*** DATA ENTRIES ***
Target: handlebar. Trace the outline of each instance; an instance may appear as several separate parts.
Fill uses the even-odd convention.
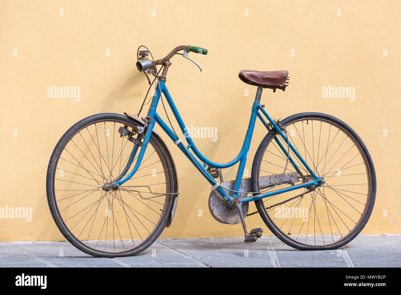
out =
[[[180,46],[177,46],[173,49],[170,53],[168,54],[165,57],[155,61],[154,63],[156,65],[162,65],[172,57],[174,54],[181,50],[186,50],[191,52],[195,52],[202,54],[207,54],[207,49],[205,49],[204,48],[202,48],[200,47],[196,47],[196,46],[191,46],[190,45],[187,46],[186,45],[183,45]]]

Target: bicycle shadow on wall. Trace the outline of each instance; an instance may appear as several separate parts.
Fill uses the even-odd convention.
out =
[[[131,73],[130,73],[131,74]],[[142,78],[144,77],[142,77],[143,75],[143,74],[141,73],[134,73],[132,76],[128,78],[125,82],[122,84],[119,84],[117,87],[111,90],[105,98],[101,101],[100,103],[95,109],[99,110],[99,112],[101,112],[103,110],[113,110],[114,109],[114,104],[116,102],[120,103],[121,102],[128,100],[130,100],[130,102],[132,102],[134,104],[138,100],[138,103],[140,103],[142,102],[142,99],[138,100],[138,98],[142,98],[144,96],[144,94],[143,93],[143,89],[138,88],[138,90],[135,92],[131,92],[129,94],[127,94],[127,92],[130,90],[136,89],[136,86],[139,85],[141,83],[143,83],[143,79]],[[150,98],[150,97],[148,95],[148,97]],[[135,107],[133,106],[132,109],[135,109]],[[139,110],[139,105],[137,108]],[[129,110],[124,110],[128,112],[130,112]],[[95,113],[96,112],[98,112],[97,111],[95,112]],[[117,111],[117,112],[122,113],[124,112]],[[135,113],[136,114],[136,112]]]

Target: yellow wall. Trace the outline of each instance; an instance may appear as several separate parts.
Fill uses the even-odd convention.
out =
[[[303,112],[328,113],[354,128],[377,175],[376,203],[362,233],[400,234],[400,1],[3,2],[0,207],[32,207],[32,218],[30,222],[0,219],[0,241],[64,239],[45,191],[47,164],[57,141],[89,115],[137,112],[148,87],[135,66],[138,46],[147,46],[161,58],[190,43],[209,50],[206,56],[190,55],[202,72],[176,56],[167,85],[187,126],[217,127],[217,141],[196,140],[203,153],[223,162],[241,148],[256,87],[238,78],[240,70],[288,70],[291,83],[285,92],[263,93],[261,102],[268,105],[268,112],[277,118]],[[47,87],[55,84],[80,87],[80,100],[48,98]],[[322,88],[329,84],[354,87],[354,101],[322,98]],[[265,134],[261,125],[249,153],[249,171]],[[172,225],[161,237],[243,236],[240,225],[221,224],[211,216],[210,185],[163,137],[179,170],[180,195]],[[236,167],[226,169],[225,180],[235,178]],[[250,210],[254,209],[251,204]],[[247,221],[248,228],[262,227],[269,234],[258,215]]]

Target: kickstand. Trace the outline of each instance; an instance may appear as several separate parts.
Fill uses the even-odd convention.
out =
[[[248,230],[247,230],[247,226],[245,225],[245,219],[242,213],[242,205],[241,201],[239,200],[237,200],[235,205],[238,210],[239,218],[241,220],[241,223],[242,224],[242,227],[245,234],[245,239],[244,240],[244,242],[245,243],[253,243],[254,242],[256,242],[258,238],[262,236],[263,230],[261,228],[254,228],[251,231],[251,232],[248,233]]]

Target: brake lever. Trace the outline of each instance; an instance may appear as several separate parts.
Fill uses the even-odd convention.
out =
[[[187,56],[188,54],[188,52],[186,50],[185,50],[185,51],[184,51],[184,54],[182,54],[181,53],[176,53],[176,54],[179,54],[180,55],[182,55],[182,56],[183,56],[185,58],[187,59],[189,59],[189,60],[190,60],[191,61],[192,61],[192,63],[194,63],[195,65],[196,65],[196,66],[199,68],[199,69],[200,70],[200,71],[201,72],[202,71],[202,69],[200,68],[200,67],[199,67],[199,65],[197,63],[195,63],[194,61],[193,60],[192,60],[192,59],[191,59],[189,58],[189,57],[188,57],[188,56]]]

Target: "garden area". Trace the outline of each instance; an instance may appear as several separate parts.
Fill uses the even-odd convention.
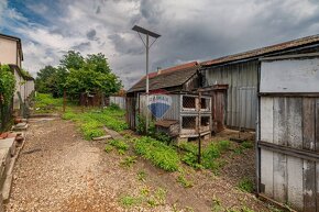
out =
[[[125,112],[114,104],[82,108],[67,102],[63,112],[62,99],[37,93],[35,108],[59,113],[75,124],[84,140],[98,145],[106,164],[112,161],[110,179],[128,176],[119,179],[122,188],[117,193],[124,210],[161,211],[168,204],[168,211],[278,211],[253,194],[252,141],[237,143],[228,133],[219,134],[204,142],[199,164],[197,142],[176,144],[152,130],[147,135],[130,131]],[[119,136],[95,141],[108,135],[109,130]]]

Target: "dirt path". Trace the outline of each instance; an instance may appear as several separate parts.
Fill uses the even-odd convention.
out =
[[[253,194],[210,171],[186,168],[194,183],[186,189],[176,181],[178,172],[160,170],[142,158],[125,168],[120,164],[130,153],[106,153],[103,147],[103,143],[84,141],[70,121],[31,123],[7,211],[205,212],[233,207],[268,211]],[[139,180],[139,172],[145,175],[144,180]],[[166,193],[158,201],[161,190]],[[138,203],[123,207],[119,202],[125,197],[129,203]]]
[[[32,123],[26,136],[7,211],[119,211],[96,177],[102,150],[72,122]]]

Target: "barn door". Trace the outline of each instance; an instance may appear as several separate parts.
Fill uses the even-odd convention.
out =
[[[227,85],[216,85],[212,92],[212,123],[216,133],[224,129]]]
[[[262,97],[261,192],[298,211],[319,211],[318,137],[319,99]]]

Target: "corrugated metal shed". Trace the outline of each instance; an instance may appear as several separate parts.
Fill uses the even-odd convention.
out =
[[[205,85],[229,85],[227,120],[229,127],[255,129],[258,62],[212,67],[205,75]]]
[[[319,35],[307,36],[254,51],[229,55],[201,63],[204,86],[229,85],[226,125],[255,129],[258,58],[319,52]]]
[[[197,62],[191,62],[160,70],[158,72],[151,72],[148,74],[150,90],[182,86],[196,74],[198,68]],[[128,92],[144,91],[145,85],[146,78],[143,77]]]

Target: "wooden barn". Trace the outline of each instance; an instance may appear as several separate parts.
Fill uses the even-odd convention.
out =
[[[213,113],[220,125],[235,130],[255,130],[258,70],[261,57],[319,51],[319,36],[307,36],[201,63],[204,88],[217,88]],[[221,116],[223,115],[223,116]],[[213,118],[215,119],[215,118]]]
[[[127,118],[130,127],[135,129],[138,115],[148,115],[155,121],[158,131],[172,136],[196,137],[199,123],[200,135],[210,134],[211,99],[201,97],[199,109],[199,97],[194,92],[199,87],[198,68],[198,64],[193,62],[150,74],[150,99],[152,101],[162,98],[163,101],[169,102],[167,109],[165,104],[150,108],[145,96],[145,77],[135,83],[127,94]]]

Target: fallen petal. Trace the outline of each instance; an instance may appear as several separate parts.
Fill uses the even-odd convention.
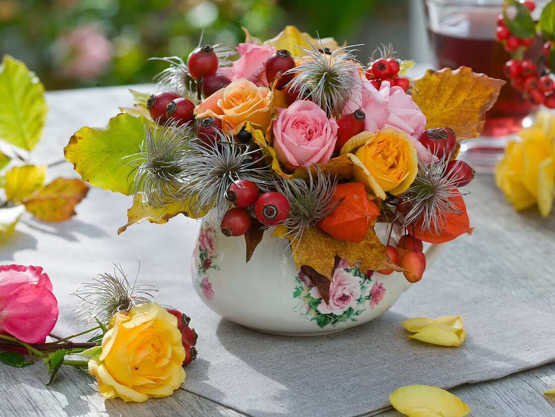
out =
[[[466,330],[446,324],[433,324],[408,337],[435,345],[458,346],[465,341]]]
[[[436,386],[401,386],[389,396],[391,405],[409,417],[462,417],[468,406],[456,395]]]

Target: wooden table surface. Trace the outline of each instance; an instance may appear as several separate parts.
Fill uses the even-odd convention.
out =
[[[136,88],[149,91],[148,86]],[[132,101],[125,87],[49,92],[47,99],[47,124],[31,155],[32,162],[43,164],[62,159],[63,147],[80,127],[103,125],[117,113],[119,106],[129,105]],[[538,308],[552,307],[555,214],[544,219],[535,209],[516,213],[496,188],[491,175],[477,175],[468,188],[472,194],[466,202],[476,229],[472,237],[450,244],[432,268],[456,271]],[[7,260],[2,259],[2,253],[0,246],[0,262],[4,263]],[[552,326],[553,323],[546,325]],[[90,376],[72,368],[60,372],[64,378],[46,386],[43,364],[21,369],[0,363],[0,416],[244,415],[181,389],[166,398],[142,404],[104,400],[97,394],[96,383]],[[471,416],[536,417],[555,415],[555,396],[542,395],[552,386],[555,363],[496,380],[462,385],[451,392],[471,405]],[[379,415],[401,414],[392,410]]]

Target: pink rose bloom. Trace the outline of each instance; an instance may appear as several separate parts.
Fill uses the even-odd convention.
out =
[[[365,77],[353,89],[351,98],[345,103],[342,113],[355,110],[364,112],[364,129],[374,132],[386,126],[407,133],[407,137],[415,144],[416,152],[430,162],[427,149],[418,141],[426,126],[426,116],[400,87],[390,87],[389,82],[381,83],[378,91]]]
[[[58,320],[58,300],[40,267],[0,266],[0,333],[44,341]]]
[[[210,258],[216,255],[216,236],[210,226],[203,225],[199,236],[199,247],[201,250],[208,251]]]
[[[203,295],[210,301],[214,297],[214,291],[212,290],[212,283],[208,282],[208,277],[206,277],[203,279],[200,283],[200,286],[203,289]]]
[[[274,148],[280,162],[289,168],[301,165],[326,163],[337,140],[337,124],[326,112],[306,100],[295,102],[278,109],[274,120]]]
[[[385,288],[384,288],[384,284],[381,283],[378,284],[377,282],[375,282],[374,285],[370,289],[370,294],[372,295],[370,297],[370,307],[374,310],[374,307],[379,304],[380,302],[384,299],[384,296],[385,295]]]
[[[253,43],[240,43],[237,51],[240,57],[233,62],[233,66],[221,68],[218,72],[229,77],[231,81],[246,78],[258,87],[269,87],[266,79],[266,61],[275,53],[276,48]]]
[[[336,269],[334,280],[330,284],[330,302],[322,300],[317,310],[323,314],[341,314],[349,307],[356,304],[361,297],[360,282],[351,274]]]

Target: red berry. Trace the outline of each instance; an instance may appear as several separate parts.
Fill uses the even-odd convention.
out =
[[[474,178],[475,170],[472,167],[460,159],[450,160],[447,163],[445,176],[453,182],[455,187],[464,187]]]
[[[150,114],[150,118],[158,123],[163,124],[168,121],[166,118],[166,106],[168,103],[181,96],[173,91],[160,91],[153,94],[147,101],[147,108]]]
[[[364,131],[364,119],[366,115],[362,110],[356,110],[354,113],[345,114],[336,122],[339,127],[337,129],[337,140],[335,142],[335,152],[337,153],[351,138]]]
[[[457,146],[455,132],[448,127],[433,128],[424,130],[418,141],[440,159],[451,158]]]
[[[408,78],[400,77],[398,78],[396,78],[394,82],[397,87],[400,87],[405,93],[408,91],[408,87],[411,85],[411,82],[408,81]]]
[[[213,147],[221,133],[221,120],[216,117],[204,117],[199,122],[196,137],[203,144]]]
[[[260,195],[254,203],[258,221],[266,226],[275,226],[289,215],[289,202],[281,193],[270,191]]]
[[[250,214],[242,207],[229,209],[220,223],[221,233],[228,236],[241,236],[250,228]]]
[[[521,75],[524,77],[536,75],[536,68],[529,59],[524,59],[521,64]]]
[[[389,64],[383,58],[377,59],[372,63],[372,73],[376,78],[383,78],[389,74]]]
[[[231,82],[231,81],[223,74],[213,74],[203,77],[200,81],[200,89],[204,96],[208,97]]]
[[[504,41],[509,37],[511,34],[511,31],[504,26],[498,26],[495,29],[495,38],[499,42]]]
[[[391,262],[395,264],[395,265],[397,265],[397,263],[399,262],[399,254],[397,253],[397,249],[395,247],[388,245],[385,247],[385,252],[387,254],[387,256],[389,257],[389,259],[391,260]],[[382,275],[389,275],[393,272],[393,269],[382,269],[377,271],[377,272]]]
[[[195,105],[190,100],[181,97],[172,100],[166,106],[166,119],[178,126],[188,123],[195,119],[193,111]]]
[[[210,45],[195,49],[187,59],[189,73],[195,79],[211,76],[218,71],[218,57]]]
[[[274,88],[276,90],[282,89],[295,77],[295,74],[292,73],[284,73],[288,69],[294,68],[295,59],[291,56],[291,53],[287,49],[280,49],[266,61],[264,69],[266,79],[269,84],[271,84],[280,75],[281,77],[274,84]]]
[[[540,77],[538,82],[538,87],[544,93],[549,93],[555,89],[555,83],[549,76],[543,76]]]
[[[426,269],[426,257],[422,252],[409,250],[401,257],[399,266],[407,270],[403,275],[408,282],[418,282]]]
[[[511,35],[507,38],[507,43],[505,44],[505,49],[508,52],[512,52],[516,51],[521,46],[521,41],[517,37]]]
[[[258,186],[243,178],[231,183],[225,192],[225,198],[236,207],[248,207],[258,198]]]
[[[505,77],[511,79],[517,78],[520,74],[521,62],[518,59],[509,59],[503,66],[503,73]]]
[[[393,77],[393,76],[396,75],[399,72],[399,63],[397,62],[396,59],[392,58],[388,58],[386,61],[387,61],[387,64],[389,66],[389,76]]]
[[[539,90],[532,90],[529,92],[530,99],[534,104],[542,104],[546,101],[545,94]]]

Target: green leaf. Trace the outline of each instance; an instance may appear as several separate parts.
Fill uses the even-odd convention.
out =
[[[85,126],[64,148],[65,159],[92,185],[130,195],[134,170],[122,159],[140,152],[148,123],[143,116],[122,113],[103,128]]]
[[[0,65],[0,138],[31,150],[41,138],[48,106],[44,87],[20,61],[4,55]]]
[[[2,352],[0,353],[0,360],[16,368],[23,368],[26,365],[23,355],[17,352]]]
[[[546,41],[555,41],[555,1],[549,2],[543,8],[538,27]],[[551,57],[549,62],[551,62]]]
[[[536,23],[532,18],[530,11],[516,0],[506,0],[507,6],[516,8],[517,14],[513,20],[509,20],[506,7],[503,11],[503,20],[511,33],[519,38],[533,38],[536,36]]]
***
▶ [REQUIRED WORK] Print, without any change, every line from the one containing "Target: green leaf." through the final line of the records, including both of those lines.

▶ [TASK RESPONSE]
Target: green leaf. Trace the outline of each instance; an instance may appear as several separate parts.
Fill uses the even-odd convention.
out =
[[[85,126],[64,148],[65,159],[92,185],[130,195],[134,170],[122,159],[140,152],[148,123],[143,116],[122,113],[103,128]]]
[[[0,65],[0,138],[31,150],[41,138],[48,106],[44,87],[20,61],[4,55]]]
[[[2,352],[0,353],[0,360],[16,368],[23,368],[26,365],[23,355],[17,352]]]
[[[546,41],[555,41],[555,1],[549,2],[543,8],[538,27]],[[551,57],[549,62],[551,62]]]
[[[536,23],[532,18],[530,11],[516,0],[506,0],[507,6],[516,8],[517,14],[513,20],[509,20],[506,7],[503,11],[503,20],[511,33],[519,38],[533,38],[536,36]]]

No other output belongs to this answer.